### Selected excerpt
Search code examples
pythonmatrixcluster-analysisshapes

Assign 2D clustered coordinates to shapes


I consider the case of a 2D (10x10) matrix, currently filled with zeros (in a sense, a non-active grid). At some point, some matrix elements will become active (so, a value of 1 will be attributed).

The way this happens is by passing a list of (X,Y) coordinates on the matrix that will be active. The order or which elements will come first is unknown. The areas that become active on the matrix can be as big as just one element in the matrix (1x1) or some parts of the grid (clusters) become active in a specific pattern, as in this example:

Clusters of information on a matrix

For start, I am able to bunch together neighboring elements that are active and get some information about that "cluster": the number of active elements in a cluster, as well as the row and column width. For example, the top right cluster has 3 elements active, a row width of 2 and a column width of 2.

My aim is to match these clusters to pre-defined shapes, identified by their ID:

Shapes

Having the number of active elements for each of the clusters, a first coarse division into categories can be done:

  • If one element is active in a cluster -> Shape ID 0
  • If two elements are active in a cluster -> Shape ID 1 or 2
  • If three elements are active in a cluster -> Shape ID 3 - 8
  • If four elements are active in a cluster -> Shape ID 9 - 27

Making use of the second type of information (row, column width of a cluster of active elements), each category can be split up again. Taking the category with three elements active in a cluster:

  • If the column width is 3 and row width is 1 -> Shape ID 5
  • If the column width is 2 and row width is 2 -> Shape ID 3, 4, 6 or 7
  • If the column width is 1 and row width is 3 -> Shape ID 8

The same can be done for the clusters of four.

Following this logic, I can solve my problem and assign some clusters to their correct shape. My problem arises now with shapes where the information (about the number of elements active, their row and column width) is insufficient.

### Source data
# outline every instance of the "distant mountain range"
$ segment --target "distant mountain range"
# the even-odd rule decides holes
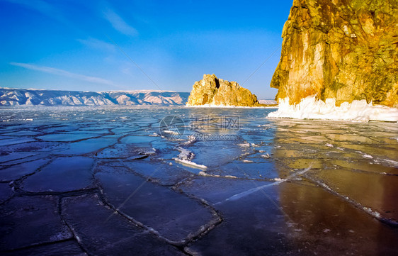
[[[0,88],[0,106],[185,105],[189,92],[171,91],[75,91]]]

### Written tasks
- a) Repeat the part of the post on clustered coordinates that opens with the words containing "Making use of" and closes with "clusters of four.".
- b) In the post on clustered coordinates, which shape ID goes to a cluster of three active elements with a column width of 3 and a row width of 1?
Base your work on the post about clustered coordinates and nothing else.

### Answers to the tasks
- a)
Making use of the second type of information (row, column width of a cluster of active elements), each category can be split up again. Taking the category with three elements active in a cluster:

  • If the column width is 3 and row width is 1 -> Shape ID 5
  • If the column width is 2 and row width is 2 -> Shape ID 3, 4, 6 or 7
  • If the column width is 1 and row width is 3 -> Shape ID 8

The same can be done for the clusters of four.

- b) Shape ID 5.